### REQUIREMENTS
A - In the WebHarvest passage, what substitute line in the script leads to the obscure runtime exception?
B - Pick up the WebHarvest passage after its final line and continue it.

At this point I should note the biggest gotcha with WebHarvest, that just caused me 3 hours of hear tearing. In the script, this line defines the page to scrape: <http url="http://developer.sonyericsson.com/${uri}"/>, where ${uri} is a variable specified at runtime to define a URI. This works.

If you were to substitute in this perfectly sensible alternative: <http url="${url}"/>, you would end up with a completely obscure runtime exception a little like this:

Exception in thread "main" org.webharvest.exception.ScriptException: Cannot set variable in scripter: Field access: bsh.ReflectError: No such field: 1
	at org.webharvest.runtime.scripting.BeanShellScriptEngine.setVariable(Unknown Source)
	at org.webharvest.runtime.scripting.ScriptEngine.pushAllVariablesFromContextToScriptEngine(Unknown Source)
	at org.webharvest.runtime.scripting.BeanShellScriptEngine.eval(Unknown Source)
	at org.webharvest.runtime.templaters.BaseTemplater.execute(Unknown Source)
	at org.webharvest.runtime.processors.TemplateProcessor.execute(Unknown Source)
	at org.webharvest.runtime.processors.BaseProcessor.run(Unknown Source)
	at org.webharvest.runtime.processors.BodyProcessor.execute(Unknown Source)
	at org.webharvest.runtime.processors.VarDefProcessor.execute(Unknown Source)
	at org.webharvest.runtime.processors.BaseProcessor.run(Unknown Source)
	at org.webharvest.runtime.processors.BodyProcessor.execute(Unknown Source)

### MATERIAL PROVIDED
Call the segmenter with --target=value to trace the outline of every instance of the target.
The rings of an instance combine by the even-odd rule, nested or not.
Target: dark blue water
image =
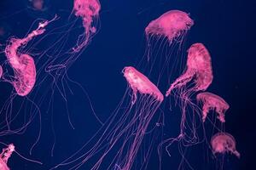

### RESULTS FOR EACH TASK
A - <http url="${url}"/>

B -
	at org.webharvest.runtime.processors.BaseProcessor.run(Unknown Source)
	at org.webharvest.runtime.processors.LoopProcessor.execute(Unknown Source)
	at org.webharvest.runtime.processors.BaseProcessor.run(Unknown Source)
	at org.webharvest.runtime.Scraper.execute(Unknown Source)
	at org.webharvest.runtime.Scraper.execute(Unknown Source)
	at scrape.QuickScraper.scrapeUrlList(QuickScraper.java:82)
	at scrape.QuickScraper.scrapeUrlList(QuickScraper.java:49)
	at scrape.ActualScraper.main(DhfScraper.java:37)
Caused by: Field access: bsh.ReflectError: No such field: 1 : at Line: -1 : in file:  : 

	at bsh.UtilEvalError.toEvalError(Unknown Source)
	at bsh.UtilEvalError.toEvalError(Unknown Source)
	at bsh.Interpreter.set(Unknown Source)
	... 18 more

You have been warned!

Running The Scripts From Java

WebHarvest requires very little code to run. I created this little reusable harness class to quickly run the two types of script – one to pull information from a page, and one to farm URLs from which to scrape data. You can use the first without the second, of course.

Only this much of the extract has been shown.